--- START Task material ---

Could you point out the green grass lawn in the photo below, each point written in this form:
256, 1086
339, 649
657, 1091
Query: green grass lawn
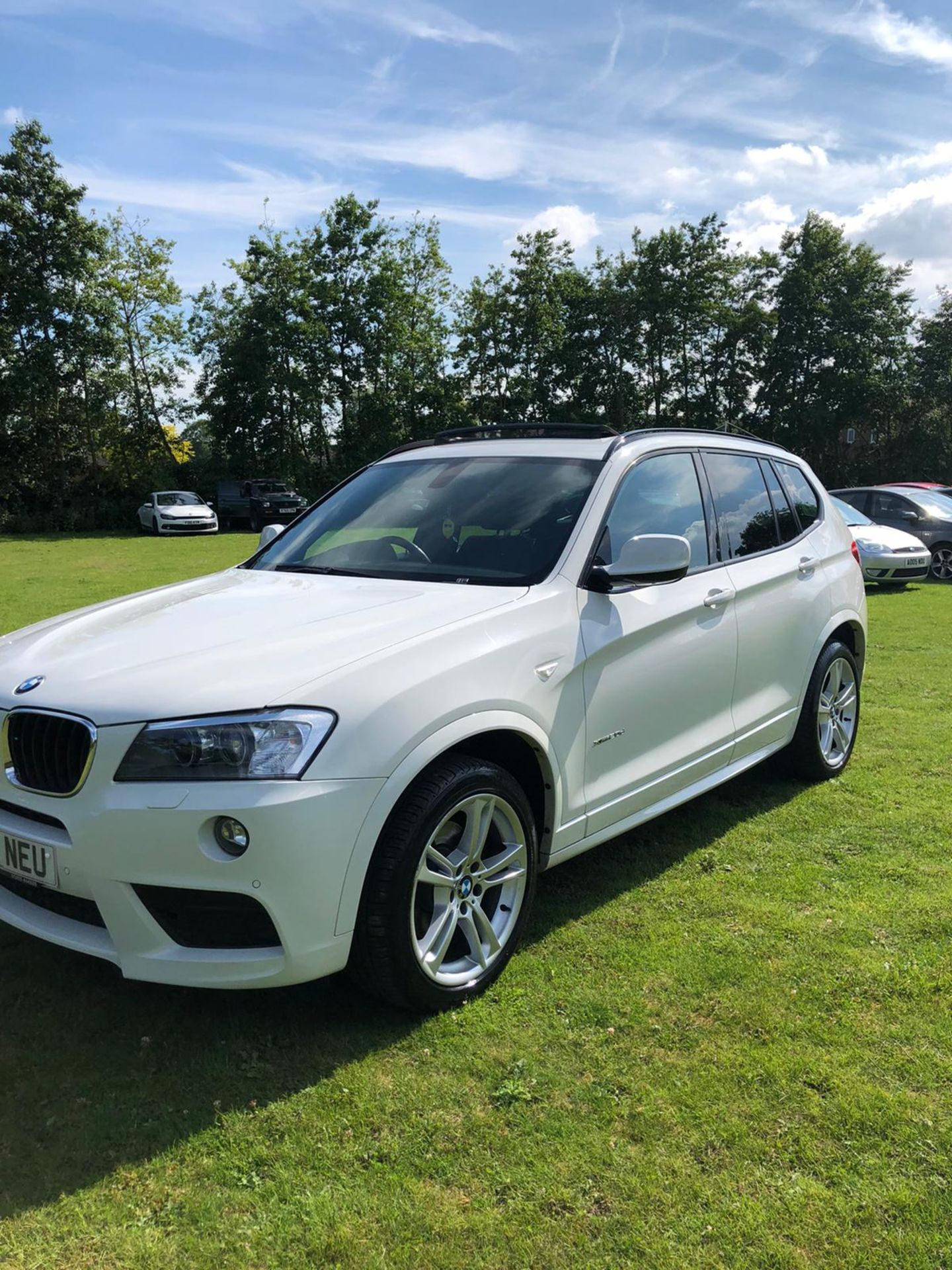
728, 1040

--- END Task material ---

Do this — Omit the pictures, and quote the material above exactly as given.

Output for this exercise —
Could you point out the green grass lawn in the photo below, each point written in this form:
256, 1086
339, 649
657, 1091
Query: green grass lawn
728, 1040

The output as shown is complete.